(SOURCE RECORDS)
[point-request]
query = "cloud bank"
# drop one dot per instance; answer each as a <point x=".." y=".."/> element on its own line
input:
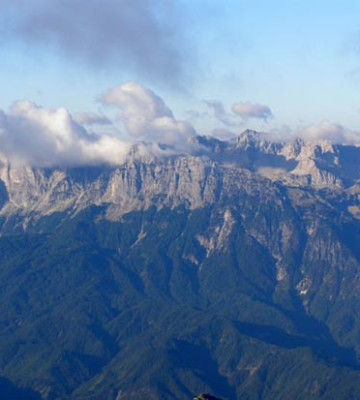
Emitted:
<point x="145" y="114"/>
<point x="141" y="35"/>
<point x="39" y="136"/>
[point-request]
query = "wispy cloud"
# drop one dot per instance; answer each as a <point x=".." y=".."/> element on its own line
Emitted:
<point x="135" y="35"/>
<point x="326" y="130"/>
<point x="220" y="113"/>
<point x="40" y="136"/>
<point x="249" y="110"/>
<point x="146" y="115"/>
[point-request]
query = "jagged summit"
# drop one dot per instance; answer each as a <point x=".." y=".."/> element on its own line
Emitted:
<point x="168" y="181"/>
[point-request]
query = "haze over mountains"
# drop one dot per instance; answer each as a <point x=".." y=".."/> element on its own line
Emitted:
<point x="232" y="270"/>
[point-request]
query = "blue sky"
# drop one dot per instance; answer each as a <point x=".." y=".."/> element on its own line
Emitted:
<point x="300" y="59"/>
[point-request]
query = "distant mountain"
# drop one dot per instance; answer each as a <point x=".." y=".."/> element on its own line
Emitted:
<point x="234" y="271"/>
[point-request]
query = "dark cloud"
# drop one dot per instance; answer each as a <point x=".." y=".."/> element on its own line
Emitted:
<point x="136" y="35"/>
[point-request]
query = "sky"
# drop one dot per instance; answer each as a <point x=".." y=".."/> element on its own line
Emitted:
<point x="86" y="76"/>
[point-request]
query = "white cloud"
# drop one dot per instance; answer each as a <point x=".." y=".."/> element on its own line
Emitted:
<point x="39" y="136"/>
<point x="326" y="130"/>
<point x="220" y="113"/>
<point x="30" y="134"/>
<point x="146" y="116"/>
<point x="90" y="119"/>
<point x="250" y="110"/>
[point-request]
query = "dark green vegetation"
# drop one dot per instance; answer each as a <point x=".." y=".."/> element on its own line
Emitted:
<point x="254" y="298"/>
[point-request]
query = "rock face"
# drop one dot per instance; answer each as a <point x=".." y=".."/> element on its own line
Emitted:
<point x="234" y="270"/>
<point x="193" y="181"/>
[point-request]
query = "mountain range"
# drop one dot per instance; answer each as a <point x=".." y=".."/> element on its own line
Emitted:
<point x="233" y="269"/>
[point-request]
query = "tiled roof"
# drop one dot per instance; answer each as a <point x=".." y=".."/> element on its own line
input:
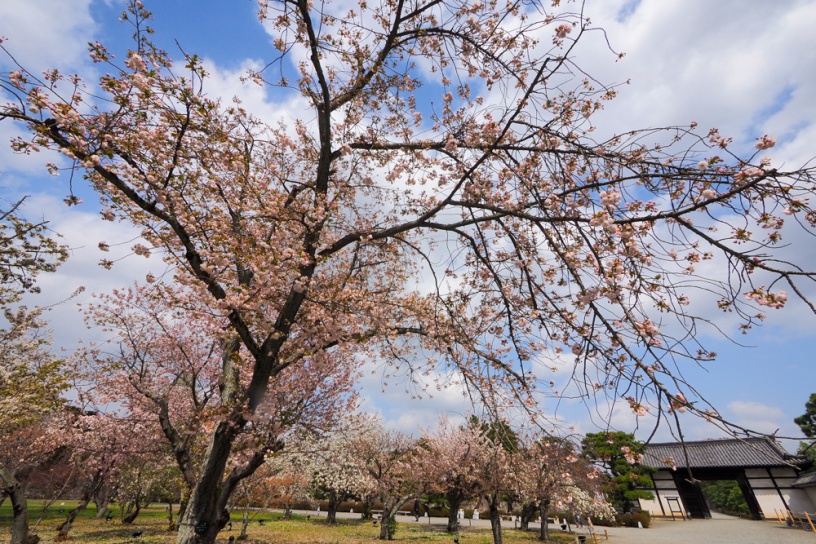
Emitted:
<point x="730" y="452"/>
<point x="805" y="480"/>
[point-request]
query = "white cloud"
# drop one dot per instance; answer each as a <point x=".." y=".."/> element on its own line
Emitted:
<point x="47" y="33"/>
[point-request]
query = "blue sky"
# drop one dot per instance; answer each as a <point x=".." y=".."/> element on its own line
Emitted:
<point x="745" y="66"/>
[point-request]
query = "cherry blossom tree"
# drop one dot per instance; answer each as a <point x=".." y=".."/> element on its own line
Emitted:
<point x="497" y="471"/>
<point x="337" y="472"/>
<point x="389" y="458"/>
<point x="31" y="379"/>
<point x="448" y="457"/>
<point x="552" y="473"/>
<point x="445" y="141"/>
<point x="162" y="378"/>
<point x="620" y="454"/>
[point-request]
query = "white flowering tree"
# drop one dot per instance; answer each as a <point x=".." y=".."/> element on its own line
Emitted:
<point x="336" y="471"/>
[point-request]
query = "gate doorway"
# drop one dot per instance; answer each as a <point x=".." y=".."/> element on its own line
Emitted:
<point x="694" y="498"/>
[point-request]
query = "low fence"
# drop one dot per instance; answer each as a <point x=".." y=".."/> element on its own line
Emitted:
<point x="803" y="520"/>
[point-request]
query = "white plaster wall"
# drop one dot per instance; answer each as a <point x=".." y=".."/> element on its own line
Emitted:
<point x="801" y="500"/>
<point x="769" y="500"/>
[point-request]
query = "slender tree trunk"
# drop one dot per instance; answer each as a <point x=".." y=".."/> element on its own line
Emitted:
<point x="102" y="508"/>
<point x="331" y="513"/>
<point x="528" y="511"/>
<point x="495" y="522"/>
<point x="19" y="504"/>
<point x="544" y="512"/>
<point x="244" y="525"/>
<point x="171" y="524"/>
<point x="65" y="527"/>
<point x="389" y="519"/>
<point x="454" y="499"/>
<point x="368" y="506"/>
<point x="133" y="512"/>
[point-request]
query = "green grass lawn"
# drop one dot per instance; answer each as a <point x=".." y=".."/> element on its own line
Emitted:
<point x="153" y="524"/>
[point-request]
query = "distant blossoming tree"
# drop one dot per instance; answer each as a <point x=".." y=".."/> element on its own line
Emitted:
<point x="31" y="378"/>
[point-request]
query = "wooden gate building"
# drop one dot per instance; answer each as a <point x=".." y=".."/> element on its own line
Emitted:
<point x="764" y="471"/>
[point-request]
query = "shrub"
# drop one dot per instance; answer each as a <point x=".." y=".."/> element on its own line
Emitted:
<point x="631" y="519"/>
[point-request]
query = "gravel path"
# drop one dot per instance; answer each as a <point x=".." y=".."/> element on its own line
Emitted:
<point x="718" y="530"/>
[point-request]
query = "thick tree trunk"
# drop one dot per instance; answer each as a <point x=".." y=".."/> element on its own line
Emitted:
<point x="202" y="519"/>
<point x="495" y="522"/>
<point x="544" y="512"/>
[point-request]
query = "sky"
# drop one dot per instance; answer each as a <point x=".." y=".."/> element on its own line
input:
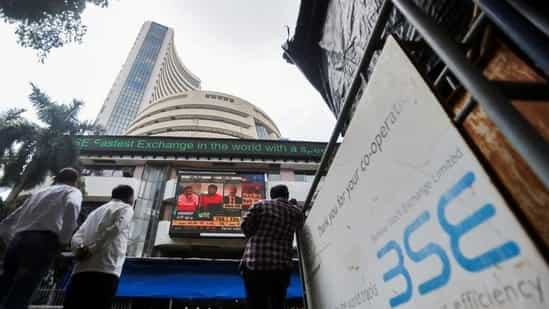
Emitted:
<point x="232" y="46"/>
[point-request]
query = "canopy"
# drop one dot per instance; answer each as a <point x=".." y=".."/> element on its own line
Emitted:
<point x="188" y="279"/>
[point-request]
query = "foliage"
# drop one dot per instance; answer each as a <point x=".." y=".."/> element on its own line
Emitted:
<point x="35" y="150"/>
<point x="46" y="24"/>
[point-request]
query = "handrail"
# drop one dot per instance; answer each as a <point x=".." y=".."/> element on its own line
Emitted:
<point x="522" y="136"/>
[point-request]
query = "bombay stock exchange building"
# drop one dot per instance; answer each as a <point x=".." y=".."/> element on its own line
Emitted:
<point x="156" y="95"/>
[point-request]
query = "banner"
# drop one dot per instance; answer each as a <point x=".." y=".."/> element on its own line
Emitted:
<point x="407" y="217"/>
<point x="214" y="203"/>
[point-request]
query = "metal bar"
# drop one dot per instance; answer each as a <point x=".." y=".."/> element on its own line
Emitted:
<point x="467" y="38"/>
<point x="525" y="35"/>
<point x="349" y="97"/>
<point x="465" y="111"/>
<point x="524" y="90"/>
<point x="524" y="138"/>
<point x="537" y="16"/>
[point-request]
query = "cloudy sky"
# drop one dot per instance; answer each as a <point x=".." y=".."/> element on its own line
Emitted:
<point x="232" y="46"/>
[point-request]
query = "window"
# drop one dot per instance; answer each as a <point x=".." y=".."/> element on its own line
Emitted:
<point x="131" y="94"/>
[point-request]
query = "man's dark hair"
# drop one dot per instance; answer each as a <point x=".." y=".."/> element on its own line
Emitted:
<point x="280" y="191"/>
<point x="122" y="192"/>
<point x="67" y="175"/>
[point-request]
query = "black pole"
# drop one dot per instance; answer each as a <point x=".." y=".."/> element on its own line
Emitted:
<point x="524" y="138"/>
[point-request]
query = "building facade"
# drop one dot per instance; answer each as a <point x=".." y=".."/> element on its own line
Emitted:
<point x="151" y="71"/>
<point x="204" y="114"/>
<point x="156" y="95"/>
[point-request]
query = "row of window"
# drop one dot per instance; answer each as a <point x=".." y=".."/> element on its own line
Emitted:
<point x="219" y="97"/>
<point x="131" y="94"/>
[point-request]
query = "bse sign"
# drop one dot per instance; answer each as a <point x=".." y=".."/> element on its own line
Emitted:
<point x="131" y="145"/>
<point x="408" y="218"/>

(OBJECTIVE) Please report every line above that contains the string "trunk".

(EXERCISE OUTPUT)
query = "slender tree trunk"
query = "thick tree trunk"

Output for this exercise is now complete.